What is expected ▸ Keep every line in which "below" occurs and drop the rest of the data.

Information given: Begin

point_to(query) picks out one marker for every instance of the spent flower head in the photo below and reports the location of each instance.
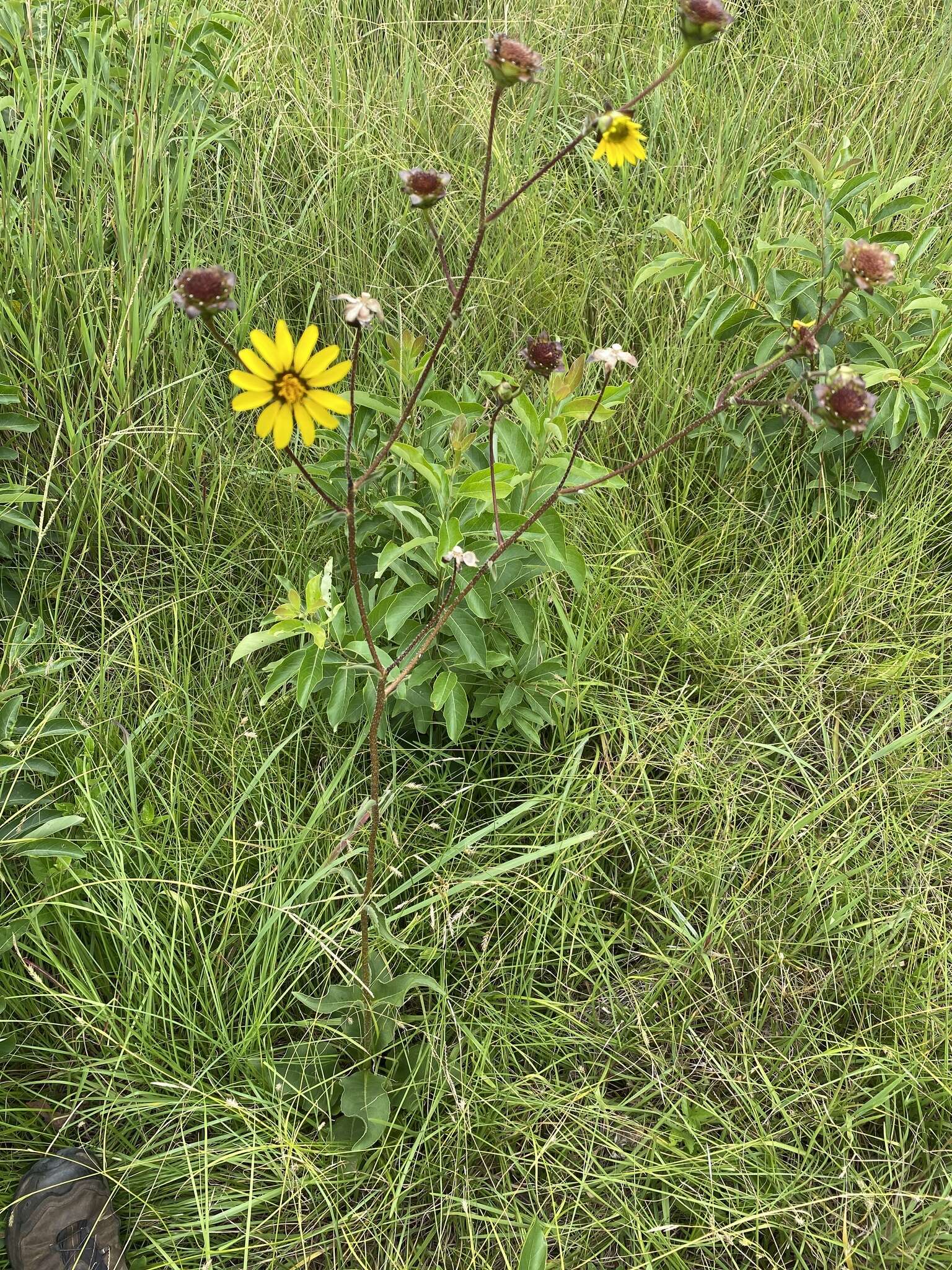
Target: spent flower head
(287, 383)
(868, 265)
(456, 556)
(423, 186)
(844, 402)
(611, 356)
(359, 310)
(702, 20)
(542, 355)
(621, 140)
(511, 61)
(202, 293)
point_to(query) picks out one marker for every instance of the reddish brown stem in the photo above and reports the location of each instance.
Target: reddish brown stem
(352, 515)
(589, 127)
(333, 504)
(503, 546)
(751, 378)
(493, 470)
(441, 254)
(455, 306)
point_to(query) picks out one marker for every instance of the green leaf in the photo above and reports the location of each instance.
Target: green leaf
(284, 671)
(265, 639)
(450, 536)
(469, 636)
(936, 349)
(522, 616)
(852, 187)
(798, 179)
(9, 710)
(364, 1098)
(405, 605)
(415, 458)
(339, 696)
(377, 404)
(444, 685)
(394, 992)
(309, 675)
(479, 486)
(394, 550)
(718, 236)
(455, 711)
(535, 1250)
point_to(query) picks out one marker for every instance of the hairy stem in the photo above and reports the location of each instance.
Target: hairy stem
(749, 378)
(493, 470)
(441, 253)
(374, 742)
(352, 513)
(455, 306)
(588, 128)
(505, 545)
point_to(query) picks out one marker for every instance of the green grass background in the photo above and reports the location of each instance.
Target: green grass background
(708, 1028)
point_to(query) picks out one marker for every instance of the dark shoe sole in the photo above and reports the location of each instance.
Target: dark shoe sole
(63, 1217)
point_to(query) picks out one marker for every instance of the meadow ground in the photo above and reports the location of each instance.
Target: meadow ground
(708, 1024)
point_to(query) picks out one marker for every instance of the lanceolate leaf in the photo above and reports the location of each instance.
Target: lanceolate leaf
(363, 1096)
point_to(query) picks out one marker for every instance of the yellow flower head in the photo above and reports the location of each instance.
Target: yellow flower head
(621, 140)
(287, 383)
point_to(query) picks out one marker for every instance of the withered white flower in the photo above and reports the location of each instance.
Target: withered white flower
(611, 356)
(460, 558)
(359, 310)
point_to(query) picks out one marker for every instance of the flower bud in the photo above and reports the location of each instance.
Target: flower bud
(202, 293)
(511, 61)
(702, 20)
(425, 187)
(868, 265)
(542, 356)
(359, 310)
(844, 402)
(506, 391)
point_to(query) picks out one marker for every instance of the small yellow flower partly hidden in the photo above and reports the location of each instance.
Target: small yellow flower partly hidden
(288, 380)
(621, 140)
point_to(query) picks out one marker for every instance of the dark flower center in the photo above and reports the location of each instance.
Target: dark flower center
(202, 283)
(518, 54)
(871, 263)
(289, 388)
(706, 11)
(545, 352)
(850, 403)
(425, 182)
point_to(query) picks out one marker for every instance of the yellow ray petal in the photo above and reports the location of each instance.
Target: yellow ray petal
(253, 383)
(250, 401)
(305, 347)
(320, 415)
(330, 376)
(305, 425)
(284, 345)
(254, 362)
(266, 347)
(283, 427)
(266, 419)
(329, 401)
(320, 361)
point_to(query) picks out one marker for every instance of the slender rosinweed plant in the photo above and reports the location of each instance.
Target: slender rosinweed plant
(477, 538)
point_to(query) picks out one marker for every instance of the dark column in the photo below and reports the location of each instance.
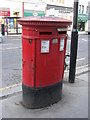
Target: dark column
(74, 44)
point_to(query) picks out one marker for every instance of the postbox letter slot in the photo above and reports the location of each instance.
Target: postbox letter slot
(45, 33)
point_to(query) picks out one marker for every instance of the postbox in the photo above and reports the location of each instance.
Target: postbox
(43, 54)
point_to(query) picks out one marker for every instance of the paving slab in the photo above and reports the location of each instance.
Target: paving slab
(74, 104)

Information given: End

Finished task ▸
point_to(query) picks out one marker for every instance of the spent flower head in the photo below and reports the location of each instance.
point_to(query) picks out one marker for every instance of the dark column in the photo below and reports the location of each instance.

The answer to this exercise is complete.